# Material shown
* * * * *
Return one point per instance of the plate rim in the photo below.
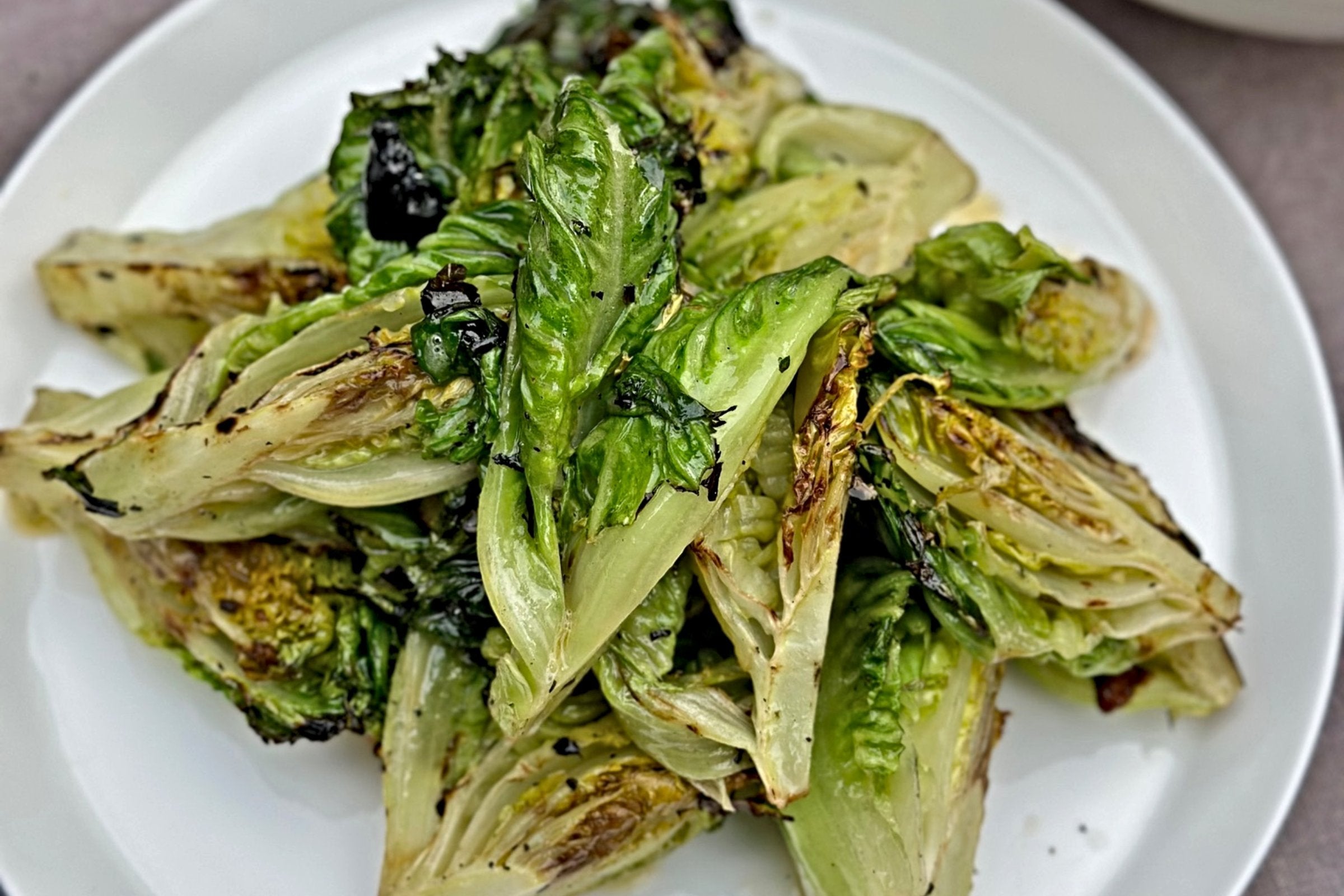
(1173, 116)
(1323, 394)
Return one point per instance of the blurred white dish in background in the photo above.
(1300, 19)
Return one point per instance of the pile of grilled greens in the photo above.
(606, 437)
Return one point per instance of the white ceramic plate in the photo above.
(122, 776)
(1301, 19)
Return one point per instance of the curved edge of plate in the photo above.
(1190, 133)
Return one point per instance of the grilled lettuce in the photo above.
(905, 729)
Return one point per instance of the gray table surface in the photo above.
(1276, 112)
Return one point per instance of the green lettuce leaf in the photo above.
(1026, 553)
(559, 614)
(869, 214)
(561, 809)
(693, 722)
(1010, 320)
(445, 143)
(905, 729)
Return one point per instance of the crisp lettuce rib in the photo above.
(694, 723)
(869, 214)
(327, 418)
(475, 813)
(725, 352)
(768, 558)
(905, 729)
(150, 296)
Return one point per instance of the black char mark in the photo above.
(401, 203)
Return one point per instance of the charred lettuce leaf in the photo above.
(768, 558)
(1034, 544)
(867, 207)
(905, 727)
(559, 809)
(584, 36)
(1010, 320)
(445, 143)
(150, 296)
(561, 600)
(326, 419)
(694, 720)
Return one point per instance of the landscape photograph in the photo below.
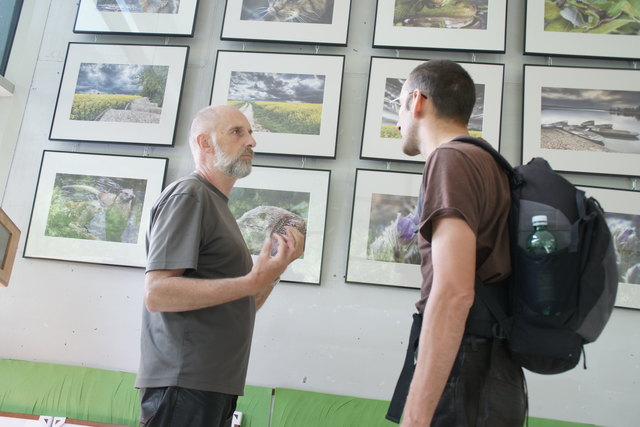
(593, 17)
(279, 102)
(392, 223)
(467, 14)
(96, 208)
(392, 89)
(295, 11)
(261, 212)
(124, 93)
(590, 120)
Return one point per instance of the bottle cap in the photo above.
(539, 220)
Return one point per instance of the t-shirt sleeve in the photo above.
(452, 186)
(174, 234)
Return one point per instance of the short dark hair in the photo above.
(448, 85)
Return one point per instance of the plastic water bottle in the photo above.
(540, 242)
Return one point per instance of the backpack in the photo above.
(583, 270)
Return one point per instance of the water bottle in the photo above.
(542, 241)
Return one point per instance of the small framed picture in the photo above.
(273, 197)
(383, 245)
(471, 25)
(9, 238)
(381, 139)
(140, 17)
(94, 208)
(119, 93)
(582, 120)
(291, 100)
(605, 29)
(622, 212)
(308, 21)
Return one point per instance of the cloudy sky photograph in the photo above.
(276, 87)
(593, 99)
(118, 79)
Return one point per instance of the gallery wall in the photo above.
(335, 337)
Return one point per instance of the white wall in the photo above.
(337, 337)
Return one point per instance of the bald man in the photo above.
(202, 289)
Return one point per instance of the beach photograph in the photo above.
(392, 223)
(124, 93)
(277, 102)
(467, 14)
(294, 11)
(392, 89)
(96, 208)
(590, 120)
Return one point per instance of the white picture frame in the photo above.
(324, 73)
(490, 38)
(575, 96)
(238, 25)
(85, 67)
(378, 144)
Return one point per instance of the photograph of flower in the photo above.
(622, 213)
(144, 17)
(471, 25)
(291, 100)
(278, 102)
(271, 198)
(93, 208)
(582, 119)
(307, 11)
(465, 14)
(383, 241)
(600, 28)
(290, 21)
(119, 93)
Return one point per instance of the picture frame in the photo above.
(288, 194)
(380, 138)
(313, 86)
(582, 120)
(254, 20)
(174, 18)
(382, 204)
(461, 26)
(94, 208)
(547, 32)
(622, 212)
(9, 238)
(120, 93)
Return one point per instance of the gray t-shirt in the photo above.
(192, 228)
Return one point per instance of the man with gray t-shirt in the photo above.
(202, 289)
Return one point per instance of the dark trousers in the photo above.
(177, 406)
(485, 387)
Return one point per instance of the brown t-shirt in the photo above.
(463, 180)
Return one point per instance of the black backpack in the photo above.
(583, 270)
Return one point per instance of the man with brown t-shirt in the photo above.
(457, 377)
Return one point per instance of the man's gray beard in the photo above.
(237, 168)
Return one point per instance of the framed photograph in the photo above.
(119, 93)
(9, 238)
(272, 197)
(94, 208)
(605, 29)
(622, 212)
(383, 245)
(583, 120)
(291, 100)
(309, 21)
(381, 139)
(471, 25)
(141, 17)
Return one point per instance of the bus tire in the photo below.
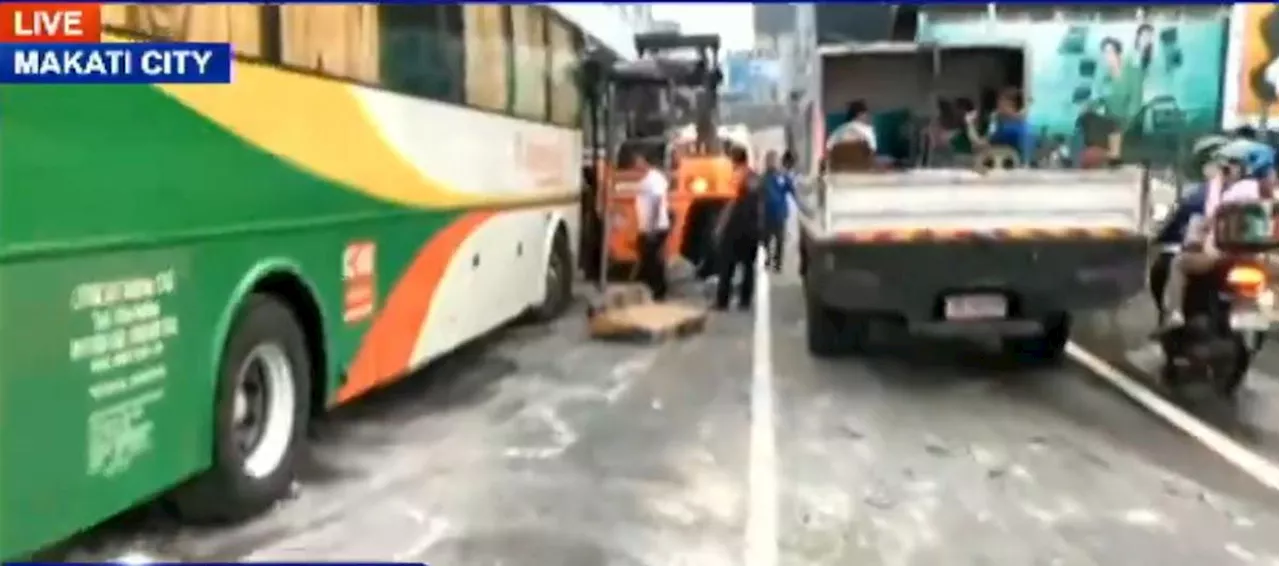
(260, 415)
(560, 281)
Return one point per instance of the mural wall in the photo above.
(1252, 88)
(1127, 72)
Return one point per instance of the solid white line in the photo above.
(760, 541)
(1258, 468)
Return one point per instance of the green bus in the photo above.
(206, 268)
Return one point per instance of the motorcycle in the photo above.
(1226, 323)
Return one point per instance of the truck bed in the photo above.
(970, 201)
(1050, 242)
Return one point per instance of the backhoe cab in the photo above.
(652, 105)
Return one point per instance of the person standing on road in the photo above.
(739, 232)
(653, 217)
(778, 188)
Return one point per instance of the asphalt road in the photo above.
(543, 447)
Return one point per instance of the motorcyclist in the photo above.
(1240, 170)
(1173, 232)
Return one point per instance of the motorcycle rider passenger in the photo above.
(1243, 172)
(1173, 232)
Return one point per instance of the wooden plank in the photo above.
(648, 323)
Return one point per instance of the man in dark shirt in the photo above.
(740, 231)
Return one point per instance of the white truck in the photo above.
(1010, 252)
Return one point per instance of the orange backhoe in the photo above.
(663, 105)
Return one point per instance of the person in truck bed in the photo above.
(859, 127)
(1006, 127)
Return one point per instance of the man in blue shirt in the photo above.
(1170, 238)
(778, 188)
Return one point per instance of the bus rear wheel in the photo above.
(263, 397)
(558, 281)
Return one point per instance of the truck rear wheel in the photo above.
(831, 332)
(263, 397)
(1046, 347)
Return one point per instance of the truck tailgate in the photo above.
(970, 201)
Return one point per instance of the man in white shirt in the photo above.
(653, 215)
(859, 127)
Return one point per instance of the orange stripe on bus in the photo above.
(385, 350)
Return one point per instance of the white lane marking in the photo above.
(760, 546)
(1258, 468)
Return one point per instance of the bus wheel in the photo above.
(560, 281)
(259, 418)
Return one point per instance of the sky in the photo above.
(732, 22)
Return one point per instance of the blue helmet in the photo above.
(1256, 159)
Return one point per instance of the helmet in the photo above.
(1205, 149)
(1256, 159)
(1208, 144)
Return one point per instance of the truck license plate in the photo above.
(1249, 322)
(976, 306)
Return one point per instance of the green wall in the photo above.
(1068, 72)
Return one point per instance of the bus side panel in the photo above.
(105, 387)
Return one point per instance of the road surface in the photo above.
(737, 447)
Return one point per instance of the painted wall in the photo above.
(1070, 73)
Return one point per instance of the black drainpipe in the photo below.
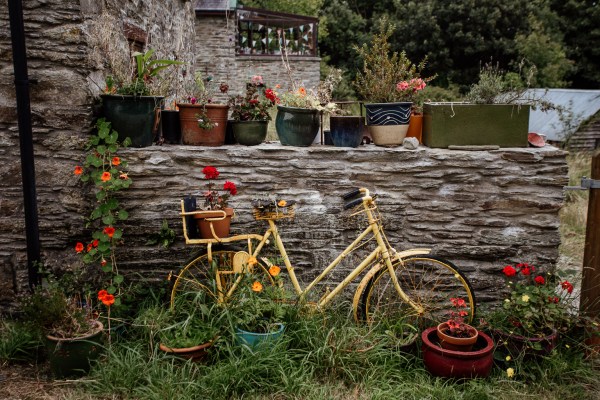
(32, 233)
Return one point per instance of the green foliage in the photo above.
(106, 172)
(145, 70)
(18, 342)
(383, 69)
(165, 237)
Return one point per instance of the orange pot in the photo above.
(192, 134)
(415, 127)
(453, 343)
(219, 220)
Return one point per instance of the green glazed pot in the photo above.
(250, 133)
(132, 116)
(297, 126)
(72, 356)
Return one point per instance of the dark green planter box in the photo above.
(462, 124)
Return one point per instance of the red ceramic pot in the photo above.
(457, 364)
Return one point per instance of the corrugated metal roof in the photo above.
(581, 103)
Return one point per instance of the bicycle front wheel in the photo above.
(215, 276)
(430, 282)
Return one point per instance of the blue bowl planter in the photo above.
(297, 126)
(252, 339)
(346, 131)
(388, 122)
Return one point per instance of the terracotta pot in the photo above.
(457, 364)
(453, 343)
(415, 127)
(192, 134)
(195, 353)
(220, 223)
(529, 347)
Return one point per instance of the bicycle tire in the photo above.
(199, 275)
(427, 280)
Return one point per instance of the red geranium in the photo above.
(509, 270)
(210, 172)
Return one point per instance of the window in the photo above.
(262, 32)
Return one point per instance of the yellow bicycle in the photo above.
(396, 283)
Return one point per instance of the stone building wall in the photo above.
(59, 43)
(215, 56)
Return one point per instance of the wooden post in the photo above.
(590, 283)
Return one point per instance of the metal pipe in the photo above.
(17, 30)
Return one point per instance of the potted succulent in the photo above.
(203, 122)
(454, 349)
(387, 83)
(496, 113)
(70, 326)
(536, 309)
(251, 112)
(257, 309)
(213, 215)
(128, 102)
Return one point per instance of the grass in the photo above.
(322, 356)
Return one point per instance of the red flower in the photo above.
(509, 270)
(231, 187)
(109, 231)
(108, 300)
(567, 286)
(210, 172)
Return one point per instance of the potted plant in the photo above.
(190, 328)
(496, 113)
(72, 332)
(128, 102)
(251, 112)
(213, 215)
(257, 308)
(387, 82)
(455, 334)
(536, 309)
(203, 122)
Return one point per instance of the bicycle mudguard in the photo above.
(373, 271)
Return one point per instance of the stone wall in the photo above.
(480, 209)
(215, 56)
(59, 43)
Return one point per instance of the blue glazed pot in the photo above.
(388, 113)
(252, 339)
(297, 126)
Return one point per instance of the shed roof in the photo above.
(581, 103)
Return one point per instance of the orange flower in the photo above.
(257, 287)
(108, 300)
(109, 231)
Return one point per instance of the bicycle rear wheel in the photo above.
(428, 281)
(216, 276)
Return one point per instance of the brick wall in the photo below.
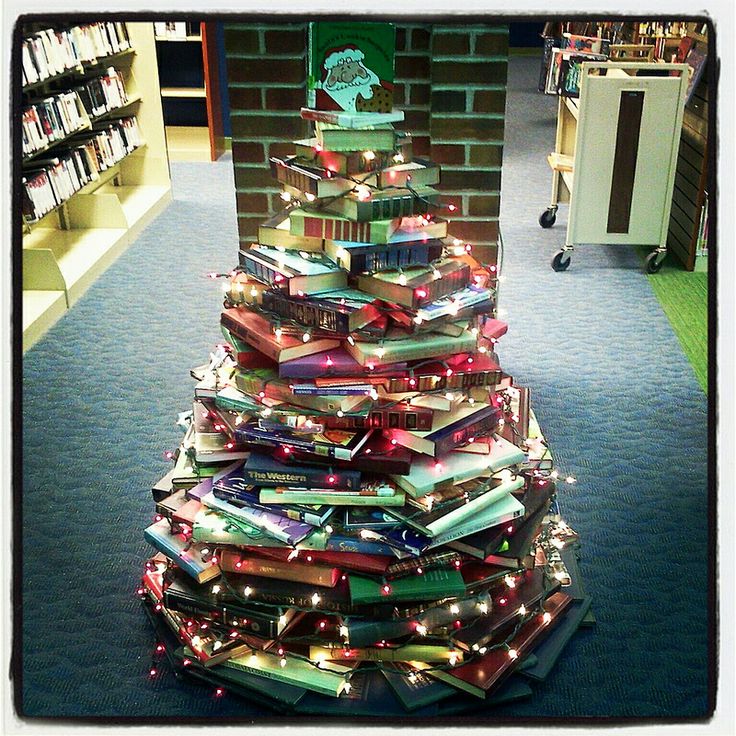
* * * * *
# Activity
Take the lines from the one that contains "Return one point per instance of the potted succulent" through the last line of the material above and reproduce them exactly, leaving out any pictures.

# Output of the task
Return one point per instance of the potted succulent in the photo above.
(203, 122)
(454, 349)
(387, 83)
(496, 113)
(70, 326)
(536, 309)
(251, 112)
(257, 309)
(213, 215)
(128, 102)
Return one point per instance of the grass in the photo above.
(322, 356)
Return one point per instance of the red flower in the photo above.
(509, 270)
(231, 187)
(109, 231)
(108, 300)
(567, 286)
(210, 172)
Return one point per instance of the potted plant in the photo above.
(190, 328)
(496, 113)
(72, 332)
(128, 102)
(251, 112)
(213, 215)
(257, 308)
(387, 82)
(455, 334)
(536, 309)
(203, 122)
Return one point per instance of the bicycle mudguard in the photo above.
(373, 271)
Return one point per instance of the stone wall in the photo above.
(480, 209)
(215, 56)
(59, 43)
Return one point per instance of the blue glazed pot in the photo above.
(388, 113)
(252, 339)
(297, 126)
Return one point per instance of the shed roof in the photo above.
(581, 103)
Return one point per instance of the orange flower in the photo above.
(257, 287)
(108, 300)
(109, 231)
Return one point per instance of the bicycle rear wheel in the photo above.
(428, 281)
(216, 276)
Return one point per instance of the brick wall in the photo below.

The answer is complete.